[start of Text section]

By 2020, Volvo wants its new vehicles to be injury free.
Written by Tyler Falk, Contributor

It's a Titanic-like claim (you know, the "unsinkable ship"), but one that, if it comes true, could have major safety implications for drivers.

Volvo believes that with the driverless car technology it's developing, we could see virtually zero car deaths, at least in cars with the technology, The Wall Street Journal reports:

The 85-year-old company believes it can produce an accident free vehicle in just seven years. "Our vision is that no one is killed or injured in a new Volvo by 2020," said Anders Eugensson, Volvo's head of government affairs. [...]

The company says it is preparing to launch in 2014 its first batch of autonomous vehicles capable of driving up to 31 miles per hour. The limited speed reflects the technology's expected initial use in heavy traffic. Volvo says it is working on higher-speed autonomous driving, but isn't yet disclosing when it would be available. Its prototypes have run thousands of miles of test drives on public roads in Spain and on the company's test track in western Sweden.

[end of Text section]
[start of Data section]

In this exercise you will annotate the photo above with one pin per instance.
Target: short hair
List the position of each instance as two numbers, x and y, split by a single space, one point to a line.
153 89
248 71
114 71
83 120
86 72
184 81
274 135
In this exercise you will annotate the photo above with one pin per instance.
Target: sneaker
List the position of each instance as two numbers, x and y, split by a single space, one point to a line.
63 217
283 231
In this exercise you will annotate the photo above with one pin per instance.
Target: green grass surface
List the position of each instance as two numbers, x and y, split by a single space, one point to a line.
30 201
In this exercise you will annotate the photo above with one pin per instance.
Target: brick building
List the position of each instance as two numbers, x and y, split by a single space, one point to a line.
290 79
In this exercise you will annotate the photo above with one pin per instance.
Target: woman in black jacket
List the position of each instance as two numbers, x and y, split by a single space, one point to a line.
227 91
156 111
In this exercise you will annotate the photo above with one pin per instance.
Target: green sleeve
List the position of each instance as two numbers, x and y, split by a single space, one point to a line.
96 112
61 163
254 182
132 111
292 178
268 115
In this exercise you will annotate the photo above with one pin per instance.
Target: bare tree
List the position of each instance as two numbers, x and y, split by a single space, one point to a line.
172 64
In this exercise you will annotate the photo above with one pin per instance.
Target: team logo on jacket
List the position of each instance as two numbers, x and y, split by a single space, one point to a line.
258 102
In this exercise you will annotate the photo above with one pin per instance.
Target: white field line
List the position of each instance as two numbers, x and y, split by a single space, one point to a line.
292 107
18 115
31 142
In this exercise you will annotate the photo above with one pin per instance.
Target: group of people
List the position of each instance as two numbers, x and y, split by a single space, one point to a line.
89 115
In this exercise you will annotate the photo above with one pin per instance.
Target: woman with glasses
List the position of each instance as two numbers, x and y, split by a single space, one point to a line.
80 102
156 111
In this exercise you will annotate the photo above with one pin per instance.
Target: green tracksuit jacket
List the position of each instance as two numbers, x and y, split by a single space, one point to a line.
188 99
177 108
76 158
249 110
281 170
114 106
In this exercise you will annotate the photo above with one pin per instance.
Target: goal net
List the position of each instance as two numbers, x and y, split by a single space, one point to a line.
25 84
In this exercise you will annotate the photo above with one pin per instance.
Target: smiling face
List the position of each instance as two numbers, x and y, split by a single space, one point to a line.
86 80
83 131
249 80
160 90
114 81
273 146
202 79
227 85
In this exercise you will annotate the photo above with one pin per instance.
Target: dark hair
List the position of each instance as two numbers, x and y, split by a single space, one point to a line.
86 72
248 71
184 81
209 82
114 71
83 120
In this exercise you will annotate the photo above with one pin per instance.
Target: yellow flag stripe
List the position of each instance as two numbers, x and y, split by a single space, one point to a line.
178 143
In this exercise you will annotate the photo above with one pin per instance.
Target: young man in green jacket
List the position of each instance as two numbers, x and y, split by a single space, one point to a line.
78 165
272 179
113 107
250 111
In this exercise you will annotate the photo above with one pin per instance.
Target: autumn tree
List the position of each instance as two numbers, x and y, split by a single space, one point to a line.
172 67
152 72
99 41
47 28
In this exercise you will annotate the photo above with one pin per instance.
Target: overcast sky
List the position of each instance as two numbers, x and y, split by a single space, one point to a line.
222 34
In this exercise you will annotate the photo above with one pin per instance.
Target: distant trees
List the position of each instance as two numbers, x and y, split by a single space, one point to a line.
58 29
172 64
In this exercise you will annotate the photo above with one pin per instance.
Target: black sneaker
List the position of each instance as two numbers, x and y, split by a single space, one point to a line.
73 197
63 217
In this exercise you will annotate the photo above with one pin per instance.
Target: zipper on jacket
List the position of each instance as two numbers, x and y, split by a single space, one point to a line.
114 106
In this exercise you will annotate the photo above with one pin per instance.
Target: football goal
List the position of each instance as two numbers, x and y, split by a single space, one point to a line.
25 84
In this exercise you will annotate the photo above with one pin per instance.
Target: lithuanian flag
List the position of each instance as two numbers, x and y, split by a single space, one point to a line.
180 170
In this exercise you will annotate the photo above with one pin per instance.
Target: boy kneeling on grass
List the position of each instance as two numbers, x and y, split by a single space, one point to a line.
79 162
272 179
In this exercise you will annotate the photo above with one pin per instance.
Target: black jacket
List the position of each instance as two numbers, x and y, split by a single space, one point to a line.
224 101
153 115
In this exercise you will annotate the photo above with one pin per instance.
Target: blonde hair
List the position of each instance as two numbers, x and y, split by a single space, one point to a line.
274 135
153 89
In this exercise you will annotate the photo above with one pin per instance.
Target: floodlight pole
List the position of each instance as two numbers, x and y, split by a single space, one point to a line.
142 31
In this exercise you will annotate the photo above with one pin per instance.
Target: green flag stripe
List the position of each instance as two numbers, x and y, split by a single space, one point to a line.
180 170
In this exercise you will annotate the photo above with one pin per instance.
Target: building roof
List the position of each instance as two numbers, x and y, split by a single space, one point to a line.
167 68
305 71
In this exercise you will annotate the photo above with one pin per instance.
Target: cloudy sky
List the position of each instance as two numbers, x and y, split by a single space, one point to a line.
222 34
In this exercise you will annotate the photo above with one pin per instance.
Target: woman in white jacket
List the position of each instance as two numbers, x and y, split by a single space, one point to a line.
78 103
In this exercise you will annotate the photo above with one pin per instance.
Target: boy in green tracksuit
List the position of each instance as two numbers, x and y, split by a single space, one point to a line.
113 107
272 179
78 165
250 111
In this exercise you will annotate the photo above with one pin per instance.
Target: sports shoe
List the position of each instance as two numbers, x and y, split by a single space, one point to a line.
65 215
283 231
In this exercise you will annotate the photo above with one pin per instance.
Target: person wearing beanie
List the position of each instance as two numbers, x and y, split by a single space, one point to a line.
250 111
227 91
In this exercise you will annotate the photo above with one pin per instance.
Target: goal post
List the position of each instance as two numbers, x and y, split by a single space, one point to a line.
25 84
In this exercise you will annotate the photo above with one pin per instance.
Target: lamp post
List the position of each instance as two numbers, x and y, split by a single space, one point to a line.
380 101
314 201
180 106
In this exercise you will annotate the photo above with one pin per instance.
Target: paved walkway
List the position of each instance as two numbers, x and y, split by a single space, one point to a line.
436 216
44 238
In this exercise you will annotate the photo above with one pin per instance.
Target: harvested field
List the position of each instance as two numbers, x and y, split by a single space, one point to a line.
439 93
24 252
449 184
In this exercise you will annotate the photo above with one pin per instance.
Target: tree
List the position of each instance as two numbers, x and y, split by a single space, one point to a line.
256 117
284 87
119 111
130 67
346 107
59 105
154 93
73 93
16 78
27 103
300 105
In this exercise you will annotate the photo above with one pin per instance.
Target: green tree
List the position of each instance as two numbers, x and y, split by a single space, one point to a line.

[end of Data section]

- [Tasks and exercises]:
A. Reproduce the Volvo article word for word, starting at "The company says" and ending at "in western Sweden.".
B. Please resume the article on Volvo's injury-free goal, writing on from its final sentence.

- [Per-task outputs]:
A.
The company says it is preparing to launch in 2014 its first batch of autonomous vehicles capable of driving up to 31 miles per hour. The limited speed reflects the technology's expected initial use in heavy traffic. Volvo says it is working on higher-speed autonomous driving, but isn't yet disclosing when it would be available. Its prototypes have run thousands of miles of test drives on public roads in Spain and on the company's test track in western Sweden.

B.
"We are convinced this is the future and we want to get there first," Marcus Rothoff, head of developing Volvo's driver assistance technology, said during a recent autonomous-driving event at a track in Hallered.

The initial autonomous car technology that the company will release in 2014 will essentially be traffic jam assistance. Instead of stomping on the brake in frustration as you inch along the highway, you'll be able to let the car take over while you do something else. And earlier this year, the company completed it's first test of a "road train," in Spain.

As for the possibility of Volvo's cars being injury-free by 2020, there is some precedent from Google's driverless car. According to Google, their driverless car has been driven 300,000 miles under computer control without being involved in an accident. (It's was in an accident once when under human control.) That cars will cease to pose danger, though, is quite presumptuous, especially with other cars on the road that will lack the technology.

The Swedish car maker has been in a slide recently with only 436,000 vehicles sold last year and this year expected to be in the red, according to the WSJ. So it's not surprising that the company has high hopes for the technology. It could be these innovations that turn the company around.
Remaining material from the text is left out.